**** Records for this task
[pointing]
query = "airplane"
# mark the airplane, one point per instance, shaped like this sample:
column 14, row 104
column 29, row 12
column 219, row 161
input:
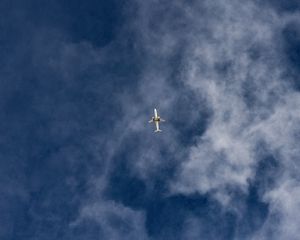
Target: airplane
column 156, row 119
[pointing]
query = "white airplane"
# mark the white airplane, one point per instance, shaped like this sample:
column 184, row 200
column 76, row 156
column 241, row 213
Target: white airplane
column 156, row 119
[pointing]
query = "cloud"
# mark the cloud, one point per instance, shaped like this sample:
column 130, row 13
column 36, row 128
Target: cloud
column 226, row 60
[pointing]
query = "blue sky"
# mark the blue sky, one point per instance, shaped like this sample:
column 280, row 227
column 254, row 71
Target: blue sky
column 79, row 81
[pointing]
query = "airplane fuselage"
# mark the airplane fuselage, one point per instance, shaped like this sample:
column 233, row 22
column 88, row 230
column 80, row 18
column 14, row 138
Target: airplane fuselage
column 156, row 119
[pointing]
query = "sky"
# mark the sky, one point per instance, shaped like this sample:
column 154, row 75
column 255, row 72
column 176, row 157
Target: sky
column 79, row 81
********
Repeat each entry above exactly, passing over any images.

[pointing]
query = "airplane"
# mark the airplane, one point per instance, shaped like this sample:
column 14, row 104
column 29, row 12
column 219, row 161
input:
Target: airplane
column 156, row 119
[pointing]
query = "white airplane"
# mark the white airplane, one point per instance, shaped like this sample:
column 184, row 200
column 76, row 156
column 241, row 213
Target: white airplane
column 156, row 119
[pointing]
query = "cloud"
# mark the cloud, one point per instance, shaped like this sample:
column 130, row 13
column 36, row 128
Target: cloud
column 226, row 60
[pointing]
query = "blue sky"
# mark the blue sky, one point per instance, shaped like this sample:
column 280, row 227
column 254, row 71
Target: blue sky
column 79, row 81
[pointing]
query = "airplane fuselage"
# mark the airplane fuselage, one point per instance, shaped like this sample:
column 233, row 22
column 88, row 230
column 80, row 18
column 14, row 138
Target: airplane fuselage
column 156, row 119
[pointing]
query = "sky"
# mark the sky, one point per instance, shaped like this sample:
column 154, row 75
column 255, row 72
column 176, row 157
Target: sky
column 79, row 81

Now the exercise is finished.